▶ **About this task**: Repeat word for word, please, only the lines from the one that includes "pin: the silver" through the final line of the data.

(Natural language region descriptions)
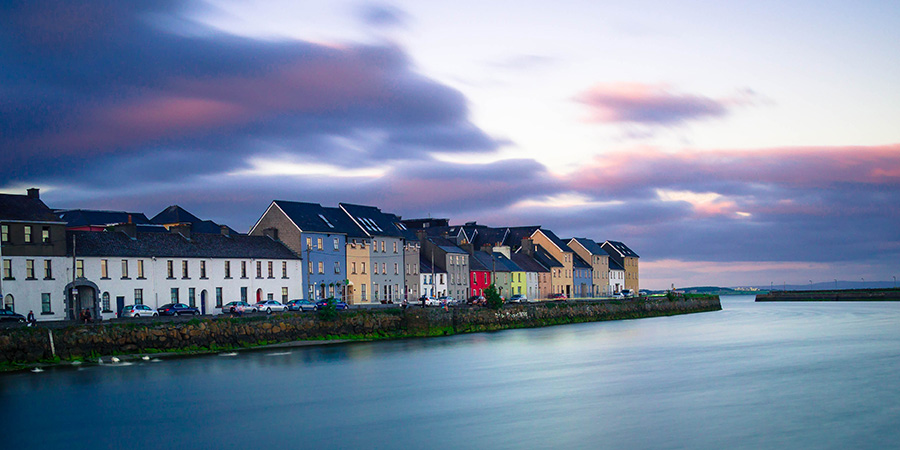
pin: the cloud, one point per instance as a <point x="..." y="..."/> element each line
<point x="647" y="104"/>
<point x="105" y="85"/>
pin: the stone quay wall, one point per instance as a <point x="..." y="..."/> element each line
<point x="23" y="345"/>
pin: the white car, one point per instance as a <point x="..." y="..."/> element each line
<point x="138" y="311"/>
<point x="270" y="305"/>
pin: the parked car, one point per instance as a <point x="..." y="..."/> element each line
<point x="337" y="304"/>
<point x="270" y="305"/>
<point x="301" y="305"/>
<point x="138" y="311"/>
<point x="237" y="307"/>
<point x="177" y="309"/>
<point x="9" y="316"/>
<point x="518" y="298"/>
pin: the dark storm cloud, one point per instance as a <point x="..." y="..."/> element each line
<point x="93" y="85"/>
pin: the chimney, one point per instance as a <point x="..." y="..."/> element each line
<point x="528" y="246"/>
<point x="129" y="229"/>
<point x="183" y="229"/>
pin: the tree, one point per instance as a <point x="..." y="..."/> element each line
<point x="493" y="297"/>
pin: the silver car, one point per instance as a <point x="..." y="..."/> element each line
<point x="138" y="311"/>
<point x="270" y="305"/>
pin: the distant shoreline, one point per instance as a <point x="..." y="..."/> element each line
<point x="848" y="295"/>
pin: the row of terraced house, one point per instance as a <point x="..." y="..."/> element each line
<point x="59" y="262"/>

▶ **Solved exercise**:
pin: the silver car, one point per instance as a <point x="..." y="..."/> element each line
<point x="138" y="311"/>
<point x="270" y="305"/>
pin: the distant shoreline, one point per instance as a <point x="..." y="..."/> element each line
<point x="848" y="295"/>
pin: the row of terraced house, one point per instance as a <point x="..." y="..."/> element each line
<point x="59" y="262"/>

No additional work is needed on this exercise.